DIRECTIONS FOR THIS TASK - Make an exact copy of every entry, leaving the pictures out.

Data entries:
*** Block opens ***
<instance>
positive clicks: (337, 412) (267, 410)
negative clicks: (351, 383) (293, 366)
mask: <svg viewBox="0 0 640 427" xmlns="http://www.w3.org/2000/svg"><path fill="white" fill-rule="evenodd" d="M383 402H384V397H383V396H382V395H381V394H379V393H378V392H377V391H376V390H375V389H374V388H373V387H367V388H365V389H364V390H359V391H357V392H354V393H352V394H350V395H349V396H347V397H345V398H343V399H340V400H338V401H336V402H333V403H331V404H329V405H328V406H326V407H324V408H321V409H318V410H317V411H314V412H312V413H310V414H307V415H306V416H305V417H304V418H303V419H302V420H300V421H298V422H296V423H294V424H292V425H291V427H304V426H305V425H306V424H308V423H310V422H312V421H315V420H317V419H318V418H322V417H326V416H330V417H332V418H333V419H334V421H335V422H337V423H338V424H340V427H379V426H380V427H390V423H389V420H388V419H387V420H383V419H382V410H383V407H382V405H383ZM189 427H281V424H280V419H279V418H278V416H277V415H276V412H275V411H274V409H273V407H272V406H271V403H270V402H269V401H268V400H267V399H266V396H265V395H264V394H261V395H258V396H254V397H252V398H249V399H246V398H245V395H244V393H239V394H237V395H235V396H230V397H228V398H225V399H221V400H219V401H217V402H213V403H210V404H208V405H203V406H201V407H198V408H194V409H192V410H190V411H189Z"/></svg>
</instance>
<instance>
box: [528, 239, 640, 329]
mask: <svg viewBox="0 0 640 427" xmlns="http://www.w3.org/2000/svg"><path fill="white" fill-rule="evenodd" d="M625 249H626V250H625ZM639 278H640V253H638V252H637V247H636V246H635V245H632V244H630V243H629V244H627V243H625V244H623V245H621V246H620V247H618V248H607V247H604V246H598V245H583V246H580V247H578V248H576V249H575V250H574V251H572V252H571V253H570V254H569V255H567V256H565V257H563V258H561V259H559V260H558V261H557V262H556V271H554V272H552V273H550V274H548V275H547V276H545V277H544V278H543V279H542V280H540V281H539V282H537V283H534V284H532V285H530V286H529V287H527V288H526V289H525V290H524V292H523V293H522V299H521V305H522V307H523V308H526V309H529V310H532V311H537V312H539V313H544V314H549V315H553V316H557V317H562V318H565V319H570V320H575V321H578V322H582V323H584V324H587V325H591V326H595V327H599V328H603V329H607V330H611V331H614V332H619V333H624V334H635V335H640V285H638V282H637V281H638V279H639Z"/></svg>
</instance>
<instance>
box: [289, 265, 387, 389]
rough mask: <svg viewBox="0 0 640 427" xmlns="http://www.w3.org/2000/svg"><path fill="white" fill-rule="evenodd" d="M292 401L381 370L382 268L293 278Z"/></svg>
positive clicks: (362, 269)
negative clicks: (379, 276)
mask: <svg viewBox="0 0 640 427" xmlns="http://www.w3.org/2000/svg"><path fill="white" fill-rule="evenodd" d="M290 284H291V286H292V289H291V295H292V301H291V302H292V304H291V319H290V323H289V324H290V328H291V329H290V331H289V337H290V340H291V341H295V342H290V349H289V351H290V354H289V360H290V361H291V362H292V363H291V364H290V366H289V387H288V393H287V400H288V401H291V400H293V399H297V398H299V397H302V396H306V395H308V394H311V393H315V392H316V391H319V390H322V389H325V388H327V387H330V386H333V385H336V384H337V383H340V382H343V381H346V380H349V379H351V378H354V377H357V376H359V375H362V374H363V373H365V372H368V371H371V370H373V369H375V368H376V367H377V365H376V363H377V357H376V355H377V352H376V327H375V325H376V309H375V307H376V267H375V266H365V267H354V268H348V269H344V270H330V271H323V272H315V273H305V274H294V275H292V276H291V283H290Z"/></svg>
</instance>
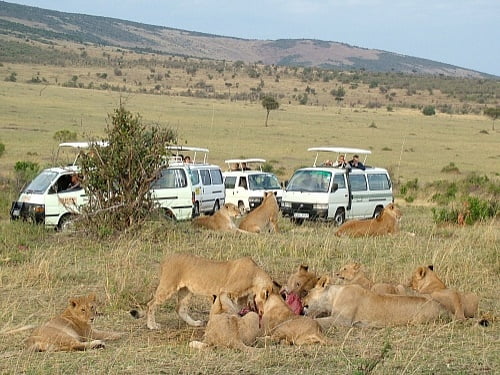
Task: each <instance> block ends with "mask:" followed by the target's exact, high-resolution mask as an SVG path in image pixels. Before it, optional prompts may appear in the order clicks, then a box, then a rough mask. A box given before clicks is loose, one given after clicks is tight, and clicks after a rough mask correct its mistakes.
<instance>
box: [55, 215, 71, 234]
mask: <svg viewBox="0 0 500 375" xmlns="http://www.w3.org/2000/svg"><path fill="white" fill-rule="evenodd" d="M73 219H74V217H73V215H71V214H66V215H64V216H63V217H61V219H59V224H58V225H57V230H58V231H60V232H66V231H69V230H72V229H73V228H74V225H75V223H74V222H73Z"/></svg>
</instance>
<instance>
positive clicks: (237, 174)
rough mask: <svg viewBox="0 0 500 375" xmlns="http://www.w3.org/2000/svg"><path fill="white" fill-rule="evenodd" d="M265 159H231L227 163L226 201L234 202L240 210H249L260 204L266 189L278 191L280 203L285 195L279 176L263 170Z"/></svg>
mask: <svg viewBox="0 0 500 375" xmlns="http://www.w3.org/2000/svg"><path fill="white" fill-rule="evenodd" d="M265 162H266V161H265V160H264V159H255V158H254V159H229V160H226V161H225V163H226V164H227V166H228V170H227V171H226V172H224V173H223V175H224V186H225V188H226V202H227V203H233V204H235V205H236V206H238V208H239V209H240V211H241V212H242V213H243V212H245V211H246V212H248V211H251V210H253V209H254V208H255V207H257V206H259V205H260V204H261V203H262V200H263V199H264V192H265V191H273V192H275V193H276V199H277V201H278V205H280V203H281V199H282V197H283V190H282V188H281V184H280V182H279V180H278V178H277V177H276V176H275V175H274V174H272V173H269V172H263V171H262V164H264V163H265Z"/></svg>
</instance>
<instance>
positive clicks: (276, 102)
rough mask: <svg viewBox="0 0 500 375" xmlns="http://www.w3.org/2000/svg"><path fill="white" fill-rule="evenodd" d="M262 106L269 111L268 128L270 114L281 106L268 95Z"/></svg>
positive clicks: (262, 99)
mask: <svg viewBox="0 0 500 375" xmlns="http://www.w3.org/2000/svg"><path fill="white" fill-rule="evenodd" d="M262 106H263V107H264V108H265V109H266V111H267V114H266V127H267V120H268V119H269V113H270V112H271V111H274V110H275V109H278V108H279V106H280V104H279V103H278V101H277V100H276V99H274V98H273V97H272V96H269V95H266V96H264V97H263V98H262Z"/></svg>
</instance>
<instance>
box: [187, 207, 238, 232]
mask: <svg viewBox="0 0 500 375" xmlns="http://www.w3.org/2000/svg"><path fill="white" fill-rule="evenodd" d="M239 216H240V210H239V209H238V207H236V205H234V204H232V203H226V204H225V205H224V206H222V208H221V209H220V210H219V211H217V212H216V213H214V214H213V215H212V216H198V217H197V218H195V219H193V221H192V224H193V226H195V227H200V228H206V229H212V230H219V231H231V230H238V227H237V226H236V224H234V222H233V220H232V218H234V217H239Z"/></svg>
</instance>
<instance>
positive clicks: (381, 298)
mask: <svg viewBox="0 0 500 375" xmlns="http://www.w3.org/2000/svg"><path fill="white" fill-rule="evenodd" d="M329 281H330V279H329V277H328V276H324V277H322V278H321V279H320V280H319V281H318V283H317V284H316V286H315V287H314V288H313V289H311V291H310V292H309V293H308V295H307V296H306V297H305V298H304V311H305V313H306V315H308V316H311V317H316V316H320V315H322V314H324V313H327V314H329V315H330V316H329V317H327V318H321V319H318V321H319V322H320V323H321V325H322V326H323V327H324V328H326V327H327V326H329V325H334V326H335V325H338V326H360V327H386V326H395V325H405V324H414V323H424V322H430V321H434V320H436V319H438V318H439V317H440V316H441V315H443V314H446V310H444V309H443V308H442V307H441V305H440V304H439V303H437V302H435V301H433V300H431V299H428V298H425V297H414V296H402V295H391V294H376V293H374V292H372V291H370V290H367V289H364V288H363V287H361V286H359V285H355V284H352V285H332V284H329Z"/></svg>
*** Block closes ***
ANSWER BOX -
<instance>
positive clicks: (337, 412) (267, 410)
negative clicks: (351, 383) (293, 366)
mask: <svg viewBox="0 0 640 427" xmlns="http://www.w3.org/2000/svg"><path fill="white" fill-rule="evenodd" d="M383 402H384V397H383V396H382V395H381V394H379V393H378V392H377V391H376V390H375V389H374V388H373V387H367V388H365V389H364V390H359V391H357V392H354V393H352V394H350V395H349V396H347V397H345V398H343V399H340V400H338V401H336V402H333V403H331V404H329V405H328V406H326V407H324V408H321V409H318V410H317V411H314V412H312V413H310V414H307V415H306V416H305V417H304V418H303V419H302V420H300V421H298V422H296V423H294V424H292V425H291V427H304V426H305V425H306V424H308V423H310V422H312V421H315V420H317V419H318V418H322V417H326V416H330V417H332V418H333V419H334V421H335V422H337V423H338V424H340V427H379V426H380V427H390V423H389V420H388V419H387V420H383V419H382V410H383V407H382V405H383ZM189 427H281V424H280V419H279V418H278V416H277V415H276V412H275V411H274V409H273V407H272V406H271V403H270V402H269V401H268V400H267V399H266V396H265V395H264V394H261V395H258V396H254V397H252V398H249V399H246V398H245V395H244V393H239V394H237V395H235V396H230V397H228V398H225V399H221V400H219V401H217V402H213V403H210V404H208V405H203V406H201V407H198V408H194V409H192V410H190V411H189Z"/></svg>
</instance>
<instance>
box: [528, 239, 640, 329]
mask: <svg viewBox="0 0 640 427" xmlns="http://www.w3.org/2000/svg"><path fill="white" fill-rule="evenodd" d="M625 249H626V250H625ZM639 278H640V253H638V252H637V247H636V246H635V245H632V244H630V243H629V244H627V243H625V244H623V245H621V246H620V247H618V248H607V247H604V246H598V245H583V246H580V247H578V248H576V249H575V250H574V251H572V252H571V253H570V254H569V255H567V256H565V257H563V258H561V259H559V260H558V261H557V262H556V271H554V272H552V273H550V274H548V275H547V276H545V277H544V278H543V279H542V280H540V281H539V282H537V283H534V284H532V285H530V286H529V287H527V288H526V289H525V290H524V292H523V293H522V299H521V305H522V307H523V308H526V309H529V310H532V311H537V312H539V313H544V314H549V315H553V316H557V317H562V318H565V319H570V320H575V321H578V322H582V323H584V324H587V325H591V326H595V327H599V328H603V329H607V330H611V331H614V332H619V333H624V334H635V335H640V285H638V282H637V281H638V279H639Z"/></svg>
</instance>
<instance>
box: [289, 265, 387, 389]
rough mask: <svg viewBox="0 0 640 427" xmlns="http://www.w3.org/2000/svg"><path fill="white" fill-rule="evenodd" d="M292 401L381 370L382 268L293 278Z"/></svg>
positive clicks: (362, 269)
negative clicks: (379, 276)
mask: <svg viewBox="0 0 640 427" xmlns="http://www.w3.org/2000/svg"><path fill="white" fill-rule="evenodd" d="M290 284H291V286H292V289H291V295H292V301H291V302H292V304H291V319H290V323H289V324H290V328H291V329H290V331H289V337H290V340H291V341H295V342H290V349H289V351H290V354H289V360H290V361H291V362H292V363H291V364H290V366H289V387H288V393H287V400H288V401H291V400H293V399H297V398H299V397H302V396H306V395H308V394H311V393H315V392H316V391H319V390H322V389H325V388H327V387H330V386H333V385H336V384H337V383H340V382H343V381H346V380H349V379H351V378H354V377H357V376H359V375H362V374H363V373H365V372H368V371H371V370H373V369H375V368H376V367H377V365H376V363H377V357H376V355H377V352H376V327H375V325H376V309H375V307H376V267H375V266H365V267H354V268H348V269H344V270H330V271H323V272H315V273H305V274H294V275H292V276H291V283H290Z"/></svg>
</instance>
Task: each <instance> block ends with "mask:" followed by the target's exact, high-resolution mask as an SVG path in image pixels. Before it, optional prompts may appear in the order clicks, then a box, then a rough mask. A box given before clicks is loose, one given after clicks is tight, and clicks after a rough mask correct its mistakes.
<instance>
box: [55, 215, 71, 234]
mask: <svg viewBox="0 0 500 375" xmlns="http://www.w3.org/2000/svg"><path fill="white" fill-rule="evenodd" d="M73 219H74V217H73V215H71V214H66V215H64V216H63V217H61V219H59V224H58V225H57V230H58V231H60V232H66V231H69V230H72V229H73V228H74V225H75V223H74V222H73Z"/></svg>
</instance>
<instance>
positive clicks: (237, 174)
rough mask: <svg viewBox="0 0 500 375" xmlns="http://www.w3.org/2000/svg"><path fill="white" fill-rule="evenodd" d="M265 159H231L227 163L226 201L234 202L240 210H249L260 204L266 189L278 191L280 203L285 195L279 176L263 170Z"/></svg>
mask: <svg viewBox="0 0 500 375" xmlns="http://www.w3.org/2000/svg"><path fill="white" fill-rule="evenodd" d="M265 162H266V161H265V160H264V159H255V158H254V159H229V160H226V161H225V163H226V164H227V166H228V170H227V171H226V172H224V173H223V175H224V186H225V188H226V202H227V203H233V204H235V205H236V206H238V208H239V209H240V211H241V212H242V213H243V212H245V211H246V212H248V211H251V210H253V209H254V208H255V207H257V206H259V205H260V204H261V203H262V200H263V199H264V192H265V191H273V192H275V193H276V199H277V201H278V205H280V203H281V199H282V197H283V190H282V188H281V184H280V182H279V180H278V178H277V177H276V176H275V175H274V174H272V173H269V172H263V171H262V164H264V163H265Z"/></svg>
</instance>
<instance>
positive clicks: (276, 102)
rough mask: <svg viewBox="0 0 500 375" xmlns="http://www.w3.org/2000/svg"><path fill="white" fill-rule="evenodd" d="M262 106L269 111L268 128L270 114L281 106L268 95Z"/></svg>
positive clicks: (262, 99)
mask: <svg viewBox="0 0 500 375" xmlns="http://www.w3.org/2000/svg"><path fill="white" fill-rule="evenodd" d="M262 106H263V107H264V108H265V109H266V111H267V114H266V127H267V120H268V119H269V113H270V112H271V111H274V110H275V109H278V108H279V106H280V104H279V103H278V101H277V100H276V99H274V98H273V97H272V96H269V95H266V96H264V97H263V98H262Z"/></svg>
</instance>
<instance>
box: [187, 207, 238, 232]
mask: <svg viewBox="0 0 500 375" xmlns="http://www.w3.org/2000/svg"><path fill="white" fill-rule="evenodd" d="M239 216H240V210H239V209H238V207H236V205H234V204H232V203H226V204H225V205H224V206H222V208H221V209H220V210H219V211H217V212H216V213H214V214H213V215H212V216H198V217H197V218H195V219H193V221H192V224H193V226H195V227H200V228H206V229H212V230H219V231H231V230H238V227H237V226H236V224H234V222H233V220H232V218H234V217H239Z"/></svg>
</instance>
<instance>
positive clicks: (381, 298)
mask: <svg viewBox="0 0 500 375" xmlns="http://www.w3.org/2000/svg"><path fill="white" fill-rule="evenodd" d="M329 281H330V279H329V277H328V276H324V277H322V278H321V279H320V280H319V281H318V283H317V284H316V286H315V287H314V288H313V289H311V291H310V292H309V293H308V295H307V296H306V297H305V298H304V311H305V313H306V315H308V316H311V317H316V316H320V315H322V314H324V313H327V314H329V315H330V316H329V317H327V318H321V319H318V321H319V322H320V323H321V325H322V326H323V327H324V328H326V327H327V326H329V325H334V326H335V325H338V326H360V327H386V326H395V325H405V324H414V323H424V322H430V321H434V320H436V319H438V318H439V317H440V316H441V315H443V314H446V310H444V309H443V308H442V307H441V305H440V304H439V303H437V302H435V301H433V300H431V299H428V298H425V297H414V296H402V295H391V294H376V293H374V292H372V291H370V290H367V289H364V288H363V287H361V286H359V285H355V284H352V285H332V284H329Z"/></svg>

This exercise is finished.